BEGIN

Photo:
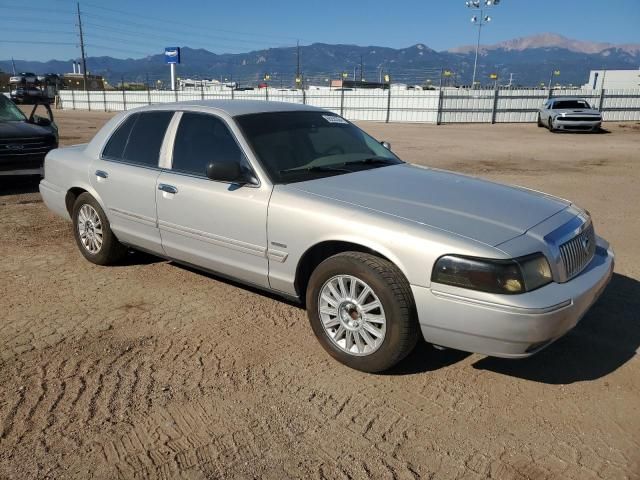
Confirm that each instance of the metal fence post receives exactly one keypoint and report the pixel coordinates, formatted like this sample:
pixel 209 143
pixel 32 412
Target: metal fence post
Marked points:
pixel 388 103
pixel 495 105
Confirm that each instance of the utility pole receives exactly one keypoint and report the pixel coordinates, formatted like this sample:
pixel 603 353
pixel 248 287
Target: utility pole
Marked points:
pixel 479 21
pixel 298 80
pixel 84 58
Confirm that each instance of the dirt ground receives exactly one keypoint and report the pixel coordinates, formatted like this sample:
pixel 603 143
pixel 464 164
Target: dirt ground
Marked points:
pixel 151 370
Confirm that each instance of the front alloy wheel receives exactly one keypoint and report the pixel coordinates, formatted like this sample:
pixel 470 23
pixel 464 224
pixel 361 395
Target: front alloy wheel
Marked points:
pixel 362 311
pixel 352 315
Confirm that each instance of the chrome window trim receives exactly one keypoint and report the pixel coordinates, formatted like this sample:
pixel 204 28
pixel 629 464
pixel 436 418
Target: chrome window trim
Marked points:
pixel 166 151
pixel 172 138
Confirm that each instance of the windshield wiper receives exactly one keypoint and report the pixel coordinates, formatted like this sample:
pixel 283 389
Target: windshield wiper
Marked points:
pixel 316 168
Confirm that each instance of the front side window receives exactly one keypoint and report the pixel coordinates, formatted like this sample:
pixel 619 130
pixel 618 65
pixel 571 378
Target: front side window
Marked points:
pixel 139 139
pixel 303 145
pixel 565 104
pixel 202 139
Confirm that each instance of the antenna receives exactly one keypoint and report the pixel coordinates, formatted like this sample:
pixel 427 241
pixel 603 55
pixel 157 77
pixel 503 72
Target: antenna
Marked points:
pixel 84 58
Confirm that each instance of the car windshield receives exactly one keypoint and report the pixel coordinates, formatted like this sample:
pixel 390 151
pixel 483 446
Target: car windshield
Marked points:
pixel 9 112
pixel 562 104
pixel 303 145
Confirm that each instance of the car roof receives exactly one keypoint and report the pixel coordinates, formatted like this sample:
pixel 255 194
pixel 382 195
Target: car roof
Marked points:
pixel 235 108
pixel 562 99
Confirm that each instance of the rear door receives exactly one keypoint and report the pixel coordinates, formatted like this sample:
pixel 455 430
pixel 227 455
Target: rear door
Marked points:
pixel 125 177
pixel 215 225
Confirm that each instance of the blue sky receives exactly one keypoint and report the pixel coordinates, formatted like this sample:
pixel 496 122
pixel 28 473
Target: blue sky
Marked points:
pixel 123 29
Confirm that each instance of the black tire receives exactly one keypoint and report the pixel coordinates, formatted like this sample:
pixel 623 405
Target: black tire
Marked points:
pixel 394 293
pixel 111 250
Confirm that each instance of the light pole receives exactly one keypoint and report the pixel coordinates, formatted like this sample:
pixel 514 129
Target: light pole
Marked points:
pixel 479 21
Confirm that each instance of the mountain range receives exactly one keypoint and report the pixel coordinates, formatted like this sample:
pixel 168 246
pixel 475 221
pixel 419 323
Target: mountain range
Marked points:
pixel 529 59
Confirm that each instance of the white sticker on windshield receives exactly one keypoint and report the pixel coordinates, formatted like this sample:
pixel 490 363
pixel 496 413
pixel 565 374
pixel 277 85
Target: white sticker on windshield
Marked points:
pixel 334 119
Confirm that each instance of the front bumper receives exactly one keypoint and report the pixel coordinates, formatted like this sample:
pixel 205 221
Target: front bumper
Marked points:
pixel 569 124
pixel 517 326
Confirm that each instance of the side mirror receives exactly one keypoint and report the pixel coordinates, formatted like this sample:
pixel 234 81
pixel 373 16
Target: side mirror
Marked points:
pixel 230 172
pixel 224 172
pixel 41 121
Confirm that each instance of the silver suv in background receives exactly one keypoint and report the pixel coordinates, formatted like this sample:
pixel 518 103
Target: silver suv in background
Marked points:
pixel 569 114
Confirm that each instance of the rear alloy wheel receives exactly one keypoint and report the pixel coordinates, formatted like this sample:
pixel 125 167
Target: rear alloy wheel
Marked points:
pixel 362 311
pixel 92 232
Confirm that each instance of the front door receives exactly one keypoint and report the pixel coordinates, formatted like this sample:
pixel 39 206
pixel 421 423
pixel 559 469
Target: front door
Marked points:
pixel 218 226
pixel 125 178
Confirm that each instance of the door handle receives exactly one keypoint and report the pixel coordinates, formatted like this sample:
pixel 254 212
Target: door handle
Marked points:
pixel 167 188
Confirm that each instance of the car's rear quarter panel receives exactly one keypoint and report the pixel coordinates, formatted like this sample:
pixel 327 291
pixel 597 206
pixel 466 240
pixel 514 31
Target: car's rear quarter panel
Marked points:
pixel 64 169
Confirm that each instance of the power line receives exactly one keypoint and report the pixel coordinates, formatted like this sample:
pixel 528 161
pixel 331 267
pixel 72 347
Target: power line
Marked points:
pixel 190 26
pixel 84 58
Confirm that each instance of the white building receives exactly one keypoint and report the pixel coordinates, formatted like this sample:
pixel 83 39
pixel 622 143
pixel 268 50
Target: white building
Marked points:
pixel 627 79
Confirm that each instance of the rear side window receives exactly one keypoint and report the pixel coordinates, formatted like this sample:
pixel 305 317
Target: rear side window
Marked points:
pixel 202 139
pixel 139 138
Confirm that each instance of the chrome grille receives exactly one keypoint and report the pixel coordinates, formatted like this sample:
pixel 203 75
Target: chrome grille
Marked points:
pixel 578 252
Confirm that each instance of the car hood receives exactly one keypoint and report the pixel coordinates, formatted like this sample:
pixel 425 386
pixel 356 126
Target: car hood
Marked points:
pixel 579 111
pixel 10 130
pixel 484 211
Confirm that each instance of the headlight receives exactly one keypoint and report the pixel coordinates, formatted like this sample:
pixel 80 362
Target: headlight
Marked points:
pixel 495 276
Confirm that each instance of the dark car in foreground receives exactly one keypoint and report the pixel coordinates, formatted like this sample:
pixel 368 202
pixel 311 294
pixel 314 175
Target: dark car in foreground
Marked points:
pixel 25 141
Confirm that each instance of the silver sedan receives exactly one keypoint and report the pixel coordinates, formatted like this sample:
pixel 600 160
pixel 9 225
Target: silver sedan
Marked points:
pixel 299 201
pixel 563 114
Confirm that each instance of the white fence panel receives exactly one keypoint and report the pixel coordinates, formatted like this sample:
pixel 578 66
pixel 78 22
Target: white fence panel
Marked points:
pixel 370 105
pixel 414 106
pixel 448 106
pixel 329 99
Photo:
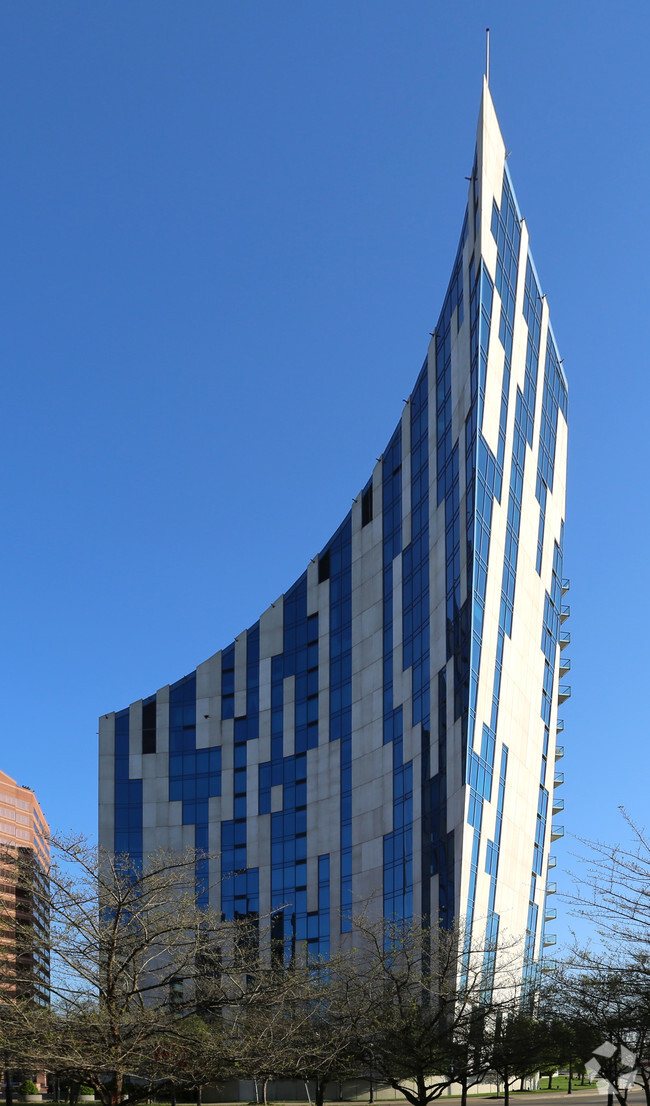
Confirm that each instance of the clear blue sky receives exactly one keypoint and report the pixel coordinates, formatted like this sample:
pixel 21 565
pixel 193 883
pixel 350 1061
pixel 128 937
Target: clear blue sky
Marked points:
pixel 227 229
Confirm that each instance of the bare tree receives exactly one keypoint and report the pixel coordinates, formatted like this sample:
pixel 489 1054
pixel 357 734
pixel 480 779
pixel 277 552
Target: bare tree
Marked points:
pixel 125 941
pixel 421 1001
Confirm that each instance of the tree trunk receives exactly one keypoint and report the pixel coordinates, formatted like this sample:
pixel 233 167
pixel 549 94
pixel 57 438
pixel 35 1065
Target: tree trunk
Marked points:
pixel 421 1089
pixel 116 1089
pixel 320 1092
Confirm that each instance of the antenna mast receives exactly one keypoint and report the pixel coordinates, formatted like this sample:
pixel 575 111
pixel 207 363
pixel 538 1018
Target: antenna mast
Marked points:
pixel 488 55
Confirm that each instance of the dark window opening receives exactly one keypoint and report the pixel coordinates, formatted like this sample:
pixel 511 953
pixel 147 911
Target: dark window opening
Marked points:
pixel 149 726
pixel 324 566
pixel 367 505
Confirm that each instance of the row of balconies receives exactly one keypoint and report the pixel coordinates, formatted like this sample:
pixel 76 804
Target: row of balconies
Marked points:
pixel 556 831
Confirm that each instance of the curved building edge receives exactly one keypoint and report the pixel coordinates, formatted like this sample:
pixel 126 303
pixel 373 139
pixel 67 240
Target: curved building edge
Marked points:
pixel 385 733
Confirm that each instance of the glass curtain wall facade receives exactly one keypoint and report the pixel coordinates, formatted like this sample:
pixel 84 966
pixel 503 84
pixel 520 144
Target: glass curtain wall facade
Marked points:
pixel 386 732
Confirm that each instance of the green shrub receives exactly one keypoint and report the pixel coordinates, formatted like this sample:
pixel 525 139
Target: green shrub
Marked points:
pixel 28 1087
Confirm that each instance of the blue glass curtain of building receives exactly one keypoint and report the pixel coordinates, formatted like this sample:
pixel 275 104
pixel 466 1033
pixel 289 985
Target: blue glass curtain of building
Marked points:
pixel 291 920
pixel 128 796
pixel 398 845
pixel 240 885
pixel 195 774
pixel 339 552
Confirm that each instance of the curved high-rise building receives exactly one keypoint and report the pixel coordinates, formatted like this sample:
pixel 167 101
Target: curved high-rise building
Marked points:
pixel 386 731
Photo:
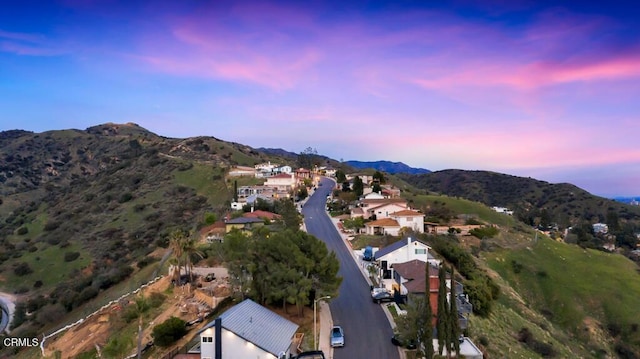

END

What you need to do => Copy out the range of lines above starting at the line with "Target: car's rear quarter panel" and ending at the line with "pixel 83 39", exactly and including both.

Reply to the exercise =>
Target: car's rear quarter panel
Marked points:
pixel 64 169
Confirm that each instance of the power line receives exactly one keypoint and report the pixel coordinates, formatted like this sample:
pixel 528 161
pixel 331 267
pixel 72 347
Target: power line
Marked points:
pixel 190 26
pixel 84 58
Confirm that each instance of the white building receives exactly one keypoint and report the pixel coordinates, formatted like this sample:
pixel 83 39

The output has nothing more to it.